(Saved entries)
--- START ---

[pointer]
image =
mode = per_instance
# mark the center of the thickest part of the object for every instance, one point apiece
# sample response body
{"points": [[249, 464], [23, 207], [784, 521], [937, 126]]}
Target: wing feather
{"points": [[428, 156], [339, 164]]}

--- END ---

=== The problem ===
Would you print all of the records exactly as they were given?

=== Reply ===
[pointer]
image =
mode = per_instance
# mark the center of the thickest part of the object for every instance, one point apiece
# sample response body
{"points": [[249, 464], [23, 207], [784, 521], [937, 126]]}
Target: wing feather
{"points": [[428, 156], [339, 164]]}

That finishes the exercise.